### The problem
Reproduce each record below exactly as written.

### Material for this exercise

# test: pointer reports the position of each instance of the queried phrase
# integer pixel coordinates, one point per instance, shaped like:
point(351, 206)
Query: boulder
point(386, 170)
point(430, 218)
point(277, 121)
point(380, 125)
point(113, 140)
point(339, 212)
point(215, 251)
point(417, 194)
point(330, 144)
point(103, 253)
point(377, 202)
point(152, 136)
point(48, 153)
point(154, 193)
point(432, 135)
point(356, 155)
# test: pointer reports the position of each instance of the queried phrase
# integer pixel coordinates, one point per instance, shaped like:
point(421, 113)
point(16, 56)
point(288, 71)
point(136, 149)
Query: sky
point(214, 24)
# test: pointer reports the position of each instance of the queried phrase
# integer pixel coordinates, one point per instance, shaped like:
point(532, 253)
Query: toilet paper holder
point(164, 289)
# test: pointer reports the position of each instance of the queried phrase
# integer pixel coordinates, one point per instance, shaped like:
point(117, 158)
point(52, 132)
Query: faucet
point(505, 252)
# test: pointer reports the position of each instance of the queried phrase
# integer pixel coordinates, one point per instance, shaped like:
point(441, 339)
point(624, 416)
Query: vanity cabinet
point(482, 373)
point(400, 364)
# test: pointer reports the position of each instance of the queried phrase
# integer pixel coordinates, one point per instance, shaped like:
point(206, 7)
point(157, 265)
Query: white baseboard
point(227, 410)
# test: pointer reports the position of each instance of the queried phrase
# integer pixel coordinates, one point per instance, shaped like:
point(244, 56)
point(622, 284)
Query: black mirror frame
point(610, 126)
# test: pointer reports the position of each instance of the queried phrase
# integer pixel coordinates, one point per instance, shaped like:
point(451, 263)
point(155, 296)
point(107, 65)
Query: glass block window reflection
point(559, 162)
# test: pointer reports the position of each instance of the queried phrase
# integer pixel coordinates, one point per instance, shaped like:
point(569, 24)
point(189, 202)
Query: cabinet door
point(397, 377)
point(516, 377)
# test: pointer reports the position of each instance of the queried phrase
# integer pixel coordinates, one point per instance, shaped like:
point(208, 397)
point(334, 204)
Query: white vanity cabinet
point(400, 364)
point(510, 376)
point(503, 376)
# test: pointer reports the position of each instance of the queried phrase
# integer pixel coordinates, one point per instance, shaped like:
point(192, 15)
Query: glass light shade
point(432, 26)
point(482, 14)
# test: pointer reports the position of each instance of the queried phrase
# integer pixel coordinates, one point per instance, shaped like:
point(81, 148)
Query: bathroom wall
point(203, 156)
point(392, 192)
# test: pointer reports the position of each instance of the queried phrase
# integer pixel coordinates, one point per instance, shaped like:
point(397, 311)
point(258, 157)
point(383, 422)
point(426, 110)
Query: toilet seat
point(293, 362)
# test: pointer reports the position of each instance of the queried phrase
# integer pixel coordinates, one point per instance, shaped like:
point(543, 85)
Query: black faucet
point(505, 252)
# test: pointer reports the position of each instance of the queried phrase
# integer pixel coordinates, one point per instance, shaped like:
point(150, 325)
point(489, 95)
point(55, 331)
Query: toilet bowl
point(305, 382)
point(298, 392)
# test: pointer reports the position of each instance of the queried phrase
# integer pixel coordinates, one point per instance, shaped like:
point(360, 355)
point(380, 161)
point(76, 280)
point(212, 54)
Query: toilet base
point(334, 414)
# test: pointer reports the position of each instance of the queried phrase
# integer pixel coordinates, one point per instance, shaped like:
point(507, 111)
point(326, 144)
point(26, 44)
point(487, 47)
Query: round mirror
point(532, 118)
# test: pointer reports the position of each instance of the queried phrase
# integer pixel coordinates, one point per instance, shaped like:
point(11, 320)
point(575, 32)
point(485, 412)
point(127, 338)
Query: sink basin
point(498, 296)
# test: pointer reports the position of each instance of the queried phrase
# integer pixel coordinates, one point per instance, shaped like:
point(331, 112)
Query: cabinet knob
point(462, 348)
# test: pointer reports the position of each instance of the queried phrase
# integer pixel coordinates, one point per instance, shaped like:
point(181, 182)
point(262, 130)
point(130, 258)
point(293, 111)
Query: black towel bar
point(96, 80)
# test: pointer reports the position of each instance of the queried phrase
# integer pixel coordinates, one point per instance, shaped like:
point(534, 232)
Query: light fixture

### Output for this exercise
# test: pointer reports the position of each instance of the queried phrase
# integer pixel coordinates, one point per instance, shaped like:
point(351, 206)
Query: boulder
point(386, 170)
point(430, 218)
point(277, 121)
point(380, 125)
point(113, 140)
point(339, 212)
point(215, 251)
point(417, 194)
point(330, 144)
point(103, 253)
point(377, 202)
point(152, 136)
point(48, 153)
point(154, 193)
point(432, 135)
point(356, 155)
# test: pointer reports the position of each instance of the queried phrase
# integer pixel coordinates, one point per instance, shaped like:
point(421, 113)
point(16, 56)
point(288, 71)
point(136, 149)
Query: sky
point(214, 24)
# test: pointer reports the position of each instance of the queried phrase
# integer pixel coordinates, one point per instance, shaped like:
point(532, 253)
Query: toilet paper holder
point(164, 289)
# test: pointer reports the position of each instance of the queried phrase
# integer pixel coordinates, one point per instance, shaped like:
point(117, 158)
point(52, 132)
Query: faucet
point(505, 252)
# test: pointer reports the position of each instance of the queried phrase
# integer pixel coordinates, one point per instance, shaped like:
point(441, 339)
point(624, 416)
Query: vanity cabinet
point(482, 373)
point(400, 364)
# test: pointer reports the position of each instance of the queried phrase
# integer pixel coordinates, one point per instance, shaped like:
point(206, 7)
point(157, 265)
Query: white baseboard
point(227, 410)
# test: pointer reports the position of each instance of the queried phrase
# integer pixel coordinates, one point per instance, shaped like:
point(244, 56)
point(622, 284)
Query: black mirror frame
point(610, 126)
# test: pointer reports the position of each instance of the queried phrase
# integer pixel coordinates, one point per instance, shaped like:
point(451, 263)
point(155, 296)
point(107, 65)
Query: glass block window reflection
point(559, 162)
# test: pointer reports the position of each instance of the queried phrase
# integer pixel coordinates, one point per instance, shaped like:
point(569, 24)
point(189, 202)
Query: cabinet door
point(397, 377)
point(516, 377)
# test: pointer reports the position of each instance of the queried phrase
# integer pixel coordinates, one point per instance, shaped like:
point(208, 397)
point(334, 204)
Query: white vanity cabinet
point(400, 364)
point(510, 376)
point(503, 376)
# test: pointer reports the position of each instance of the queried phrase
# integer pixel coordinates, one point per instance, shaped like:
point(192, 15)
Query: glass light shade
point(432, 26)
point(482, 14)
# test: pointer reports the position of each instance of the queried phrase
# integer pixel coordinates, one point per instance, shaped like:
point(81, 148)
Query: bathroom wall
point(203, 156)
point(392, 192)
# test: pointer reports the position of each instance of the queried phrase
# integer pixel coordinates, one point per instance, shaped like:
point(397, 311)
point(258, 157)
point(383, 422)
point(426, 110)
Query: toilet seat
point(293, 362)
# test: pointer reports the position of each instance of the queried phrase
# integer pixel coordinates, one point per instance, shaped like:
point(543, 85)
Query: black faucet
point(505, 252)
# test: pointer reports the position of each instance of the queried phrase
# integer pixel coordinates, one point per instance, shaped like:
point(150, 325)
point(489, 95)
point(55, 331)
Query: toilet bowl
point(305, 382)
point(298, 392)
# test: pointer reports the position of each instance of the queried phrase
# integer pixel coordinates, one point per instance, shaped like:
point(360, 355)
point(380, 161)
point(76, 280)
point(212, 54)
Query: toilet base
point(334, 414)
# test: pointer reports the position of each instance of the queried phrase
# integer pixel coordinates, one point per instance, shaped like:
point(507, 111)
point(326, 144)
point(26, 44)
point(487, 47)
Query: round mirror
point(532, 118)
# test: pointer reports the position of each instance of the queried phrase
# integer pixel coordinates, one point per instance, shaped like:
point(11, 320)
point(575, 32)
point(485, 412)
point(127, 338)
Query: sink basin
point(498, 296)
# test: pointer reports the position of each instance of the queried phrase
# integer pixel coordinates, one point per instance, shaped like:
point(331, 112)
Query: cabinet knob
point(462, 348)
# test: pointer reports the position of each instance of the queried phrase
# integer pixel coordinates, one point per instance, shaped like:
point(181, 182)
point(262, 130)
point(130, 258)
point(293, 111)
Query: black towel bar
point(96, 80)
# test: pointer reports the position of each instance of the queried phrase
# integer pixel coordinates, one point per instance, shaped like:
point(534, 232)
Query: light fixture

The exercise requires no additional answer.